INSTRUCTIONS FOR THE TASK: Exactly reproduce the lines from the line that has "Target: glacial lagoon water" down to the last line of the entries, inclusive.

───── RECORDS SHOWN ─────

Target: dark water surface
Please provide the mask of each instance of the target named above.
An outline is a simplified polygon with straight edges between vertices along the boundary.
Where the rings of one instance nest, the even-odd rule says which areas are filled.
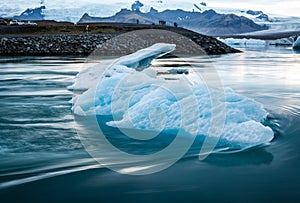
[[[152,175],[101,168],[74,128],[67,89],[85,58],[0,58],[0,201],[298,202],[300,55],[247,49],[203,61],[225,86],[261,102],[275,139],[204,161],[186,158]]]

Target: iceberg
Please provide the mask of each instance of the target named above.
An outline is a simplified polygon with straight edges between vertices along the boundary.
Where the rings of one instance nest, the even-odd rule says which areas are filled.
[[[218,107],[207,84],[193,79],[192,71],[165,80],[151,67],[154,59],[175,48],[154,44],[80,72],[72,89],[85,91],[72,100],[74,114],[112,116],[106,125],[119,129],[170,133],[180,129],[186,136],[215,136],[229,149],[264,145],[273,139],[271,128],[262,124],[268,115],[263,105],[228,87],[213,89],[225,95],[216,99],[226,105],[225,112],[218,112],[226,117],[221,136],[211,135],[213,111]]]
[[[236,38],[226,38],[222,39],[219,38],[222,42],[225,44],[228,44],[230,46],[245,46],[245,47],[252,47],[252,46],[266,46],[266,41],[265,40],[260,40],[260,39],[236,39]]]
[[[294,49],[300,49],[300,37],[296,37],[295,42],[293,43]]]
[[[280,38],[276,40],[262,40],[262,39],[251,39],[251,38],[226,38],[221,39],[220,41],[228,44],[230,46],[242,46],[242,47],[264,47],[268,45],[274,46],[291,46],[293,44],[292,37]]]

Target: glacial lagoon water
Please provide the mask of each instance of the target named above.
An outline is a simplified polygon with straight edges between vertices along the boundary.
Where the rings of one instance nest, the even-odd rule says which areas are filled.
[[[101,167],[80,142],[69,103],[73,92],[67,87],[89,65],[86,58],[0,58],[1,202],[295,202],[300,55],[289,47],[242,50],[203,60],[202,68],[215,67],[224,86],[263,104],[269,112],[266,125],[275,134],[272,142],[203,161],[187,156],[145,176]],[[172,59],[158,59],[155,65],[169,67],[168,60],[174,65]],[[122,145],[125,151],[132,146]]]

─────

RESPONSE TO THE EXERCISE:
Target: glacial lagoon water
Please provide the mask of each instance of the target named above.
An outline is a simplified polygon with straight edges between vertices along the boundary.
Where the rings of one instance nest, the even-odd rule says which areas are filled.
[[[101,167],[80,142],[69,103],[73,92],[67,87],[89,65],[86,58],[0,58],[1,202],[295,202],[300,55],[289,47],[242,50],[203,60],[202,68],[215,67],[224,86],[263,104],[269,112],[266,125],[275,134],[272,142],[203,161],[187,156],[145,176]],[[172,59],[158,59],[155,65],[169,67],[168,60],[174,65]],[[122,145],[125,151],[132,146]]]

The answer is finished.